● **WHAT TO DO**
Where does the word "segment" show up in the records? Copy every line that holds it.

(Items listed in a dataset)
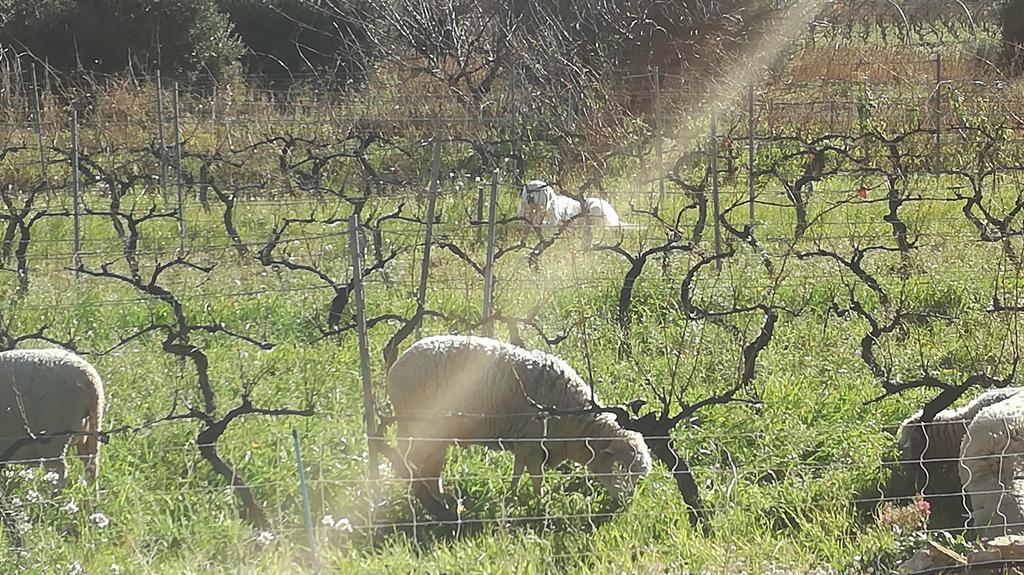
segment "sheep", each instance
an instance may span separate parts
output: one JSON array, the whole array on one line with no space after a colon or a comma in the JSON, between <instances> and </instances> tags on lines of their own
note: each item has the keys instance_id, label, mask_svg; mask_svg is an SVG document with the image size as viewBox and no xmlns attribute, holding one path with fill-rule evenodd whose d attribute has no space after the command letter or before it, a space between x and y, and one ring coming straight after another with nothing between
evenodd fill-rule
<instances>
[{"instance_id":1,"label":"sheep","mask_svg":"<svg viewBox=\"0 0 1024 575\"><path fill-rule=\"evenodd\" d=\"M974 416L960 447L960 481L981 537L1024 531L1024 395Z\"/></svg>"},{"instance_id":2,"label":"sheep","mask_svg":"<svg viewBox=\"0 0 1024 575\"><path fill-rule=\"evenodd\" d=\"M924 471L934 477L934 464L956 464L960 457L960 444L967 426L979 411L1013 397L1022 389L1006 387L990 389L959 409L945 409L935 414L930 422L921 422L921 412L907 418L899 430L900 460L915 474ZM943 475L939 473L939 475Z\"/></svg>"},{"instance_id":3,"label":"sheep","mask_svg":"<svg viewBox=\"0 0 1024 575\"><path fill-rule=\"evenodd\" d=\"M0 457L41 461L56 472L58 490L72 445L87 480L95 483L103 406L103 382L78 355L64 349L0 352Z\"/></svg>"},{"instance_id":4,"label":"sheep","mask_svg":"<svg viewBox=\"0 0 1024 575\"><path fill-rule=\"evenodd\" d=\"M513 489L525 471L536 493L543 466L565 460L586 465L620 500L630 499L651 469L643 436L611 414L540 417L541 406L570 411L597 402L576 371L549 353L484 337L427 337L402 353L386 385L397 420L398 467L438 518L454 518L441 483L452 443L511 451Z\"/></svg>"},{"instance_id":5,"label":"sheep","mask_svg":"<svg viewBox=\"0 0 1024 575\"><path fill-rule=\"evenodd\" d=\"M609 227L629 227L619 219L618 212L601 198L585 198L579 202L555 193L543 180L531 180L523 187L518 215L533 226L560 226L569 223L586 209L586 216L599 218Z\"/></svg>"}]
</instances>

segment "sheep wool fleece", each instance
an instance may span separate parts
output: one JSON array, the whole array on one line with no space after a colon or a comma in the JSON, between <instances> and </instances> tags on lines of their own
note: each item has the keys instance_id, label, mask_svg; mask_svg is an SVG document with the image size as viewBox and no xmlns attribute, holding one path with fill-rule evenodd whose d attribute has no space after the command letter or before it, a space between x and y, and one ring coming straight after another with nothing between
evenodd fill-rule
<instances>
[{"instance_id":1,"label":"sheep wool fleece","mask_svg":"<svg viewBox=\"0 0 1024 575\"><path fill-rule=\"evenodd\" d=\"M400 434L404 427L410 437L498 447L498 438L582 437L597 420L608 423L594 414L563 416L549 419L545 430L538 406L584 409L597 396L561 358L489 338L424 338L398 358L387 386Z\"/></svg>"},{"instance_id":2,"label":"sheep wool fleece","mask_svg":"<svg viewBox=\"0 0 1024 575\"><path fill-rule=\"evenodd\" d=\"M922 460L938 459L952 462L960 456L960 443L967 426L982 409L1000 403L1020 393L1020 387L989 389L963 407L944 409L932 421L921 423L918 411L900 426L900 455L905 462L916 464Z\"/></svg>"},{"instance_id":3,"label":"sheep wool fleece","mask_svg":"<svg viewBox=\"0 0 1024 575\"><path fill-rule=\"evenodd\" d=\"M94 480L99 466L99 437L94 434L100 430L103 407L100 376L78 355L64 349L0 352L0 453L8 459L45 460L63 480L64 456L70 445L77 445ZM93 435L66 435L83 432ZM41 438L47 434L57 437ZM25 443L28 437L37 439ZM19 442L24 445L18 447Z\"/></svg>"},{"instance_id":4,"label":"sheep wool fleece","mask_svg":"<svg viewBox=\"0 0 1024 575\"><path fill-rule=\"evenodd\" d=\"M982 537L1024 531L1024 394L985 407L960 449L971 525Z\"/></svg>"}]
</instances>

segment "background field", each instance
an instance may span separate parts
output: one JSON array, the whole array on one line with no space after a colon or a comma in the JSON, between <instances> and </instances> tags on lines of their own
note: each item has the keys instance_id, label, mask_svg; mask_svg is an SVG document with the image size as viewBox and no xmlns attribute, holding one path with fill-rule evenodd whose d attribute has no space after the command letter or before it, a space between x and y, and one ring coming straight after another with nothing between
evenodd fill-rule
<instances>
[{"instance_id":1,"label":"background field","mask_svg":"<svg viewBox=\"0 0 1024 575\"><path fill-rule=\"evenodd\" d=\"M885 572L924 537L968 545L941 499L928 527L893 520L886 504L913 494L893 473L893 433L940 391L1016 380L1024 98L986 63L998 42L985 20L923 20L938 24L896 39L873 17L819 18L750 92L623 74L628 101L600 139L537 128L572 126L583 103L514 83L488 96L501 115L384 74L357 94L183 83L177 114L164 78L162 118L152 78L46 92L41 116L31 87L5 92L0 347L87 355L113 431L98 492L51 496L41 472L4 468L0 568L308 570L293 429L324 572ZM565 116L531 115L541 100ZM535 177L607 197L636 226L524 241L509 219ZM492 178L500 257L485 322ZM549 473L538 498L509 489L511 456L457 450L454 535L387 464L370 480L353 212L380 415L385 351L404 349L415 336L395 335L418 318L423 334L489 324L550 350L606 404L646 400L640 414L719 398L671 428L706 530L660 465L618 508L579 469ZM240 517L243 491L254 505Z\"/></svg>"}]
</instances>

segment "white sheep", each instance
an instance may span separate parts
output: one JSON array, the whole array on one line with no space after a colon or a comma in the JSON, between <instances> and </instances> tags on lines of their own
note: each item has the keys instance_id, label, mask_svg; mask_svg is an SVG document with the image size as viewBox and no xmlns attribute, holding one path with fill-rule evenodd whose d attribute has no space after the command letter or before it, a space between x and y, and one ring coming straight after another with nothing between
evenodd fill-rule
<instances>
[{"instance_id":1,"label":"white sheep","mask_svg":"<svg viewBox=\"0 0 1024 575\"><path fill-rule=\"evenodd\" d=\"M413 493L435 516L452 517L441 483L453 443L512 451L512 485L525 470L539 493L543 466L587 466L609 493L630 498L650 472L643 436L607 413L541 417L545 408L586 409L591 388L562 359L490 338L435 336L406 350L387 374L398 454ZM587 439L582 439L587 438Z\"/></svg>"},{"instance_id":2,"label":"white sheep","mask_svg":"<svg viewBox=\"0 0 1024 575\"><path fill-rule=\"evenodd\" d=\"M531 180L523 186L518 214L533 226L561 226L579 216L584 209L586 217L599 220L606 226L630 227L619 219L618 212L607 201L601 198L584 198L580 202L556 193L543 180Z\"/></svg>"},{"instance_id":3,"label":"white sheep","mask_svg":"<svg viewBox=\"0 0 1024 575\"><path fill-rule=\"evenodd\" d=\"M8 461L41 461L57 473L58 489L72 445L95 482L103 405L103 382L78 355L63 349L0 352L0 454Z\"/></svg>"},{"instance_id":4,"label":"white sheep","mask_svg":"<svg viewBox=\"0 0 1024 575\"><path fill-rule=\"evenodd\" d=\"M898 444L901 461L917 470L928 461L956 463L967 425L978 412L1017 395L1022 389L987 390L963 407L940 411L930 422L922 423L921 412L918 411L900 425Z\"/></svg>"},{"instance_id":5,"label":"white sheep","mask_svg":"<svg viewBox=\"0 0 1024 575\"><path fill-rule=\"evenodd\" d=\"M1024 531L1024 394L978 411L960 448L960 481L981 537Z\"/></svg>"}]
</instances>

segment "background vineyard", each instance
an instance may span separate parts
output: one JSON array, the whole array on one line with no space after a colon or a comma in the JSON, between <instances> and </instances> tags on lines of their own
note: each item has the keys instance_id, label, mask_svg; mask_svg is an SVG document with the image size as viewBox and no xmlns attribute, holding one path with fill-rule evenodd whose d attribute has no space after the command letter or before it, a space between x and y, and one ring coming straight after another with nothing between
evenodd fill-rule
<instances>
[{"instance_id":1,"label":"background vineyard","mask_svg":"<svg viewBox=\"0 0 1024 575\"><path fill-rule=\"evenodd\" d=\"M836 6L767 71L619 70L614 106L514 77L474 107L400 75L82 81L6 58L0 347L86 355L110 432L98 492L4 468L0 564L310 569L296 447L326 572L861 572L921 533L968 545L955 487L927 530L894 529L893 433L1016 381L1024 93L977 6ZM634 226L524 233L533 178ZM471 449L446 475L462 521L432 524L386 454L368 466L350 221L374 427L417 334L495 333L606 404L645 400L634 423L693 490L659 466L618 508L563 469L535 498Z\"/></svg>"}]
</instances>

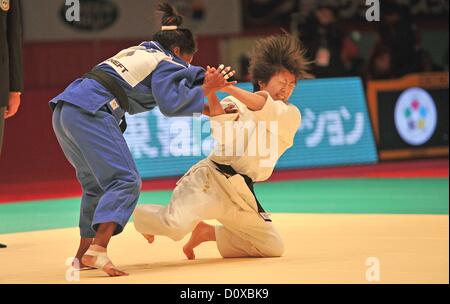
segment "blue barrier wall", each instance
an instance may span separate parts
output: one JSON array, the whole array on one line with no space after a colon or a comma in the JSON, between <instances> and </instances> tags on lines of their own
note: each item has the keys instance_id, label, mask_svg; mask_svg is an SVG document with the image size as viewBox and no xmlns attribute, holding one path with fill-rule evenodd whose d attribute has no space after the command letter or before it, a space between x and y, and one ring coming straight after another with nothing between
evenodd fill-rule
<instances>
[{"instance_id":1,"label":"blue barrier wall","mask_svg":"<svg viewBox=\"0 0 450 304\"><path fill-rule=\"evenodd\" d=\"M277 168L378 161L359 78L300 81L290 101L302 112L302 126ZM127 116L127 122L125 138L143 178L182 175L214 145L205 116L167 118L155 109Z\"/></svg>"}]
</instances>

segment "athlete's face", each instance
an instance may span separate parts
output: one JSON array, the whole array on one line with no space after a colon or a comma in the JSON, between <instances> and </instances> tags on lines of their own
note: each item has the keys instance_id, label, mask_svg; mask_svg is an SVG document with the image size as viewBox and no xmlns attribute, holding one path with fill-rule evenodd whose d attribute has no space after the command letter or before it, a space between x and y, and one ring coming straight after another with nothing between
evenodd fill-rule
<instances>
[{"instance_id":1,"label":"athlete's face","mask_svg":"<svg viewBox=\"0 0 450 304\"><path fill-rule=\"evenodd\" d=\"M260 82L259 86L262 91L269 92L275 100L287 102L292 95L297 84L295 75L286 70L282 70L270 78L269 82Z\"/></svg>"}]
</instances>

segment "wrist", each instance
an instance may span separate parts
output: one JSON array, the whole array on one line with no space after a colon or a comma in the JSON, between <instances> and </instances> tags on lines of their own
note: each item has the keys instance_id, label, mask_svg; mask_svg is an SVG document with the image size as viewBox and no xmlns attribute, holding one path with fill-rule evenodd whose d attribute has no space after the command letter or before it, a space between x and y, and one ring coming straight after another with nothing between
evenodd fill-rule
<instances>
[{"instance_id":1,"label":"wrist","mask_svg":"<svg viewBox=\"0 0 450 304\"><path fill-rule=\"evenodd\" d=\"M223 92L223 93L230 94L230 92L231 92L231 86L223 87L223 88L220 89L220 91Z\"/></svg>"},{"instance_id":2,"label":"wrist","mask_svg":"<svg viewBox=\"0 0 450 304\"><path fill-rule=\"evenodd\" d=\"M208 88L208 86L203 85L202 86L203 89L203 94L207 97L209 95L211 95L211 90Z\"/></svg>"},{"instance_id":3,"label":"wrist","mask_svg":"<svg viewBox=\"0 0 450 304\"><path fill-rule=\"evenodd\" d=\"M205 104L203 105L203 111L202 111L202 114L203 114L203 115L206 115L206 116L209 116L209 113L210 113L209 105L208 105L207 103L205 103Z\"/></svg>"}]
</instances>

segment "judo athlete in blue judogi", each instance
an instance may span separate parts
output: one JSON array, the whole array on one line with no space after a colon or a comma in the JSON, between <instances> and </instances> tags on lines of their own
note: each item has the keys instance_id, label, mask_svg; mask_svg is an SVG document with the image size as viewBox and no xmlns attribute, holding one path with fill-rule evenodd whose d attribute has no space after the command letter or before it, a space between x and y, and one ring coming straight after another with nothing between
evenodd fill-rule
<instances>
[{"instance_id":1,"label":"judo athlete in blue judogi","mask_svg":"<svg viewBox=\"0 0 450 304\"><path fill-rule=\"evenodd\" d=\"M205 78L203 68L190 65L196 51L192 33L179 28L182 17L172 7L163 4L160 10L163 27L152 41L100 63L50 101L56 137L83 189L75 268L127 275L106 251L127 224L141 188L122 135L125 112L159 106L166 116L207 114L204 97L233 84L219 72Z\"/></svg>"}]
</instances>

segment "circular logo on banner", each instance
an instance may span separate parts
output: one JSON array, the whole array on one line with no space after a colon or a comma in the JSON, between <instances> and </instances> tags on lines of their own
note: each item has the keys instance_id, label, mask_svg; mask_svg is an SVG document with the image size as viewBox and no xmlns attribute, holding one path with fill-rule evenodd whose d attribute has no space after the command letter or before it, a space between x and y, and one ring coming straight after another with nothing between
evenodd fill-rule
<instances>
[{"instance_id":1,"label":"circular logo on banner","mask_svg":"<svg viewBox=\"0 0 450 304\"><path fill-rule=\"evenodd\" d=\"M9 11L9 0L0 0L0 7L5 12Z\"/></svg>"},{"instance_id":2,"label":"circular logo on banner","mask_svg":"<svg viewBox=\"0 0 450 304\"><path fill-rule=\"evenodd\" d=\"M436 125L436 105L427 91L411 88L400 95L395 106L395 126L406 143L413 146L426 143Z\"/></svg>"}]
</instances>

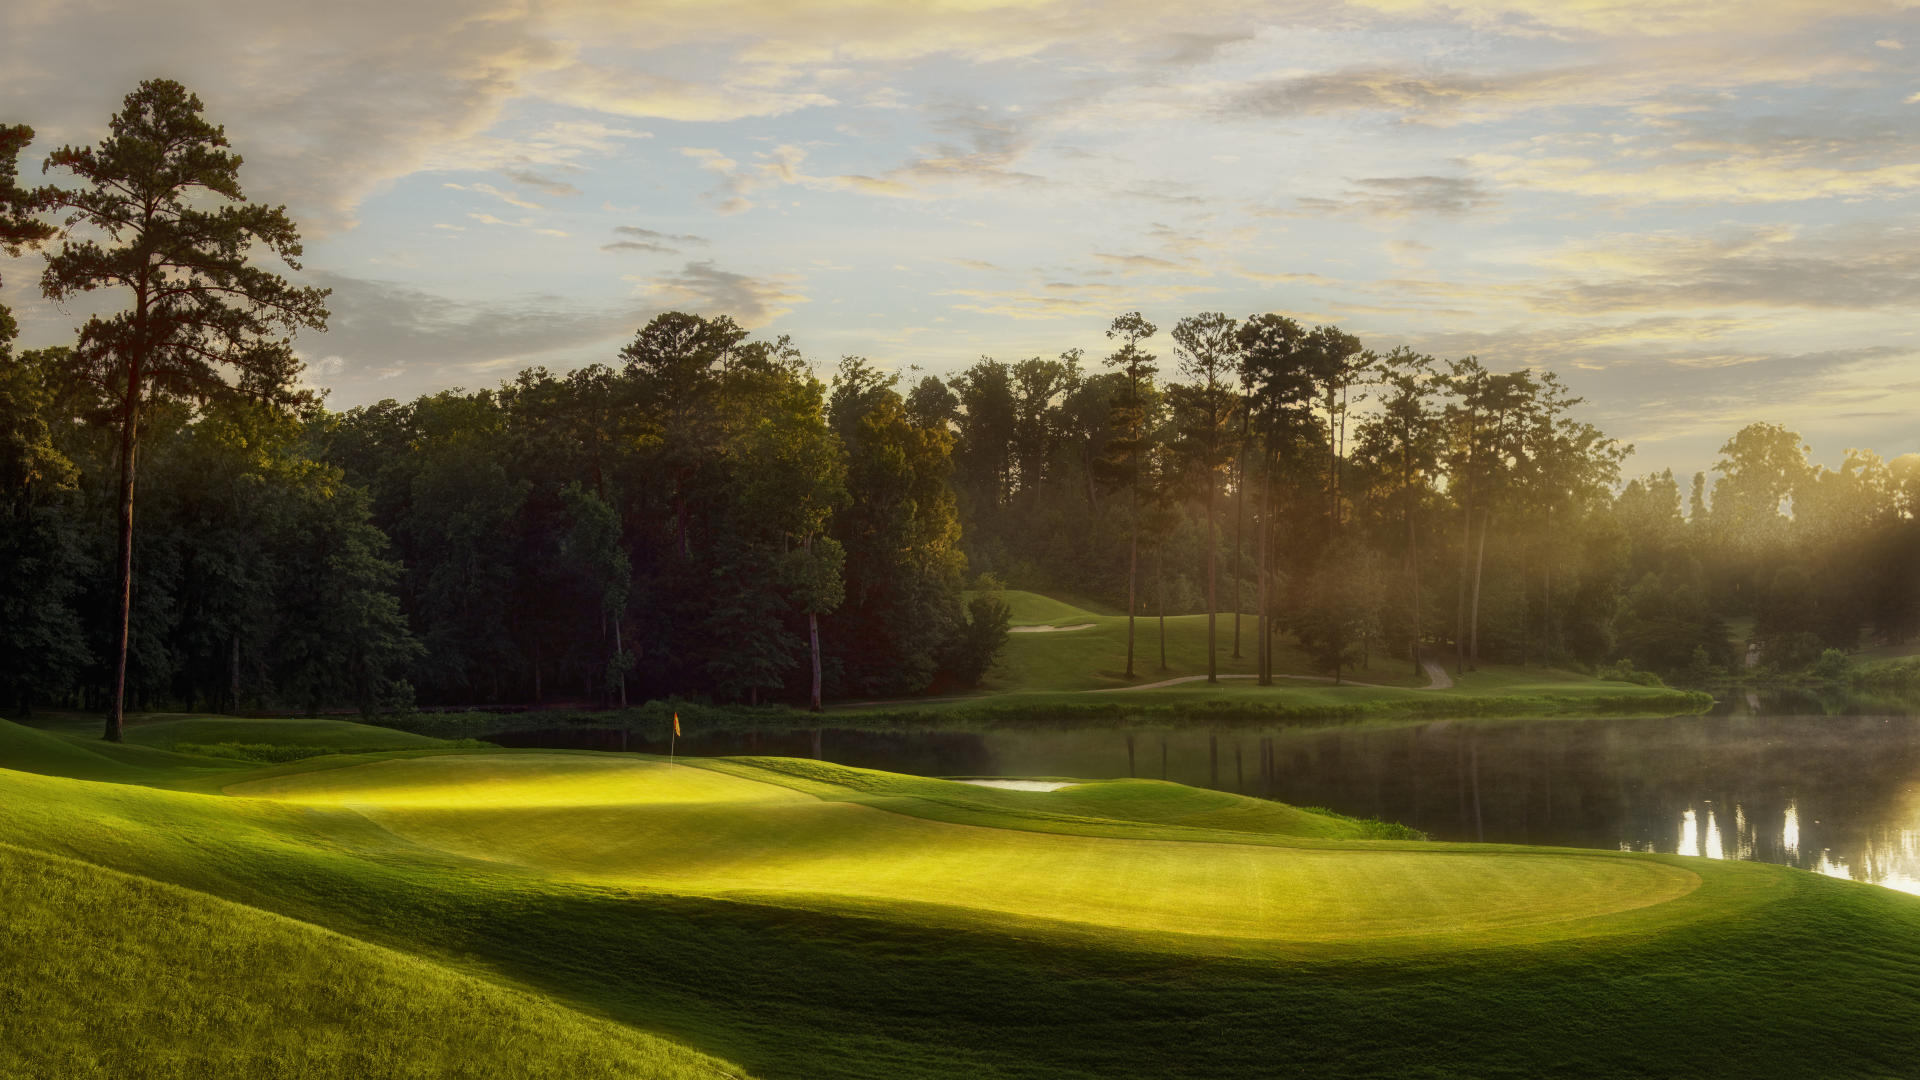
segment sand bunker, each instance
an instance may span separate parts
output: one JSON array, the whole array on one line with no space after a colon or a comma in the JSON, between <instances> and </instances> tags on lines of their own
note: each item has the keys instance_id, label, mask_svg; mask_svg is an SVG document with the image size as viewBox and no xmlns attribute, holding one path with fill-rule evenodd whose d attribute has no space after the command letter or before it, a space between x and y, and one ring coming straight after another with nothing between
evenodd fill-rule
<instances>
[{"instance_id":1,"label":"sand bunker","mask_svg":"<svg viewBox=\"0 0 1920 1080\"><path fill-rule=\"evenodd\" d=\"M960 783L974 787L1006 788L1008 791L1059 791L1073 786L1067 780L962 780Z\"/></svg>"}]
</instances>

● **TASK RESPONSE**
segment "sheep", each instance
segment "sheep wool fleece", each instance
segment "background field", each instance
segment "white sheep", each instance
segment "background vineyard", each instance
segment "blue barrier wall", each instance
segment "athlete's face", each instance
segment "wrist", each instance
segment "judo athlete in blue judogi", each instance
segment "circular logo on banner", each instance
segment sand bunker, each instance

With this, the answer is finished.